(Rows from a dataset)
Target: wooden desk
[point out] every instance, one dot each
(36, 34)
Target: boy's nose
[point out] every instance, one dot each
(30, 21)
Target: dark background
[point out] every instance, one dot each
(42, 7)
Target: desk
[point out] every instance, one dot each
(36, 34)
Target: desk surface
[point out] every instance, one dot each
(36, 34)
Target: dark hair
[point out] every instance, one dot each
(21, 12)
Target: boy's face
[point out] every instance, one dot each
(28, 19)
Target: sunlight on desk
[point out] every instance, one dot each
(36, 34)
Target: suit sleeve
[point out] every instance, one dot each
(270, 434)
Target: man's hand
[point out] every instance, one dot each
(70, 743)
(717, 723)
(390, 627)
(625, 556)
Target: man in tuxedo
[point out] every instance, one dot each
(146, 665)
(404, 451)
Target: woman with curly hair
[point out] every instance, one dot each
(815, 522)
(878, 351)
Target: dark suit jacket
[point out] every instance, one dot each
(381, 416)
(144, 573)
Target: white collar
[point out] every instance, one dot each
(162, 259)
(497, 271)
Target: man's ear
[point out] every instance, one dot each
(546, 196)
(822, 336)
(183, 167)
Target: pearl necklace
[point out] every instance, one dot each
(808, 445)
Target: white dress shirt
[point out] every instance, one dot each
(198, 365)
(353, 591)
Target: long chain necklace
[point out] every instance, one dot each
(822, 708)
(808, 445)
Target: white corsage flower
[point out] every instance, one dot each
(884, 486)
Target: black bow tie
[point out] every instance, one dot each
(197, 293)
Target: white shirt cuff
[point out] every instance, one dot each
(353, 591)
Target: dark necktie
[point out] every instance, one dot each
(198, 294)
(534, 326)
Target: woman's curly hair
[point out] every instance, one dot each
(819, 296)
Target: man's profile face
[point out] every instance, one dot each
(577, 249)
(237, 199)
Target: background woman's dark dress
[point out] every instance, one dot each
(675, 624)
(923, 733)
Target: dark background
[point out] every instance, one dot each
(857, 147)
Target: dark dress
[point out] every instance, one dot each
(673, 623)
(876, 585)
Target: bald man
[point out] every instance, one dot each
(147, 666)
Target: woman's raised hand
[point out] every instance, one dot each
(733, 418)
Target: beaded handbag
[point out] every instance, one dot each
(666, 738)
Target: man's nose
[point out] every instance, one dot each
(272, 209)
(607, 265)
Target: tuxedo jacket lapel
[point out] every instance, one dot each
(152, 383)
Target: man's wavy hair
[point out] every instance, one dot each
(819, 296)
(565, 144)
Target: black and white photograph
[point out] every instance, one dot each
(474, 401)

What you are asked to do:
Reproduce the data in full, exactly as presented.

Solution below:
Target: wooden desk
[point out] every instance, one dot each
(36, 34)
Target: boy's nose
[point out] every instance, one dot each
(30, 21)
Target: dark background
[point out] every instance, one dot each
(42, 7)
Target: desk
[point out] every instance, one dot each
(36, 34)
Target: desk surface
[point out] every instance, one dot each
(36, 34)
Target: dark hair
[point out] every instance, one dot each
(21, 12)
Target: boy's face
[point out] every instance, one dot each
(28, 19)
Target: sunlight on desk
[point out] every instance, one dot each
(36, 34)
Target: suit sleeve
[point out] every instance, one dot each
(270, 434)
Target: man's hand
[point out] every instance, one dot each
(70, 743)
(717, 723)
(390, 627)
(625, 556)
Target: man in tuxedo
[point out] every instance, one dot each
(146, 665)
(404, 451)
Target: woman with curly hair
[point out] every instance, one dot each
(815, 522)
(878, 351)
Target: dark suit jacket
[point out] every instance, one dot each
(381, 416)
(144, 573)
Target: white collar
[point out] every instance, one dot each
(162, 259)
(497, 271)
Target: man's ear
[point out] every instance, one dot each
(546, 196)
(822, 336)
(183, 167)
Target: pearl necklace
[point out] every instance, one dot each
(808, 445)
Target: white dress shirt
[point out] every instance, one dot each
(198, 365)
(353, 591)
Target: long chain necklace
[point out] every instance, one dot each
(822, 708)
(808, 445)
Target: white corsage flower
[point out] every instance, one dot each
(884, 486)
Target: black bow tie
[point out] every instance, one dot each
(197, 293)
Target: white shirt cuff
[point out] every instance, one dot each
(353, 591)
Target: dark necktie
[point out] every instance, one dot each
(198, 294)
(534, 326)
Target: woman's curly hair
[point out] every instance, one dot each
(819, 296)
Target: man's profile face
[point out] every instance, one dot each
(577, 249)
(237, 199)
Target: background woman's dark dress
[point out] every instance, one dot each
(675, 624)
(923, 733)
Target: dark background
[point out] every instance, one dot each
(857, 147)
Target: dark dress
[point out] every instance, one dot each
(673, 623)
(876, 585)
Target: bald man
[point out] every instance, one dot each
(147, 666)
Target: woman's raised hand
[point out] every instance, one dot each
(733, 418)
Target: beaded handbag
[point out] every instance, one dot each
(666, 738)
Target: man's nose
[point out] every instance, one dot each
(272, 209)
(607, 265)
Target: tuxedo jacket lapel
[point out] every instance, one dot each
(152, 383)
Target: man's wavy hair
[point out] every instance, one dot each
(819, 296)
(565, 144)
Target: black and white photograph
[point out] every instance, one dot each
(474, 401)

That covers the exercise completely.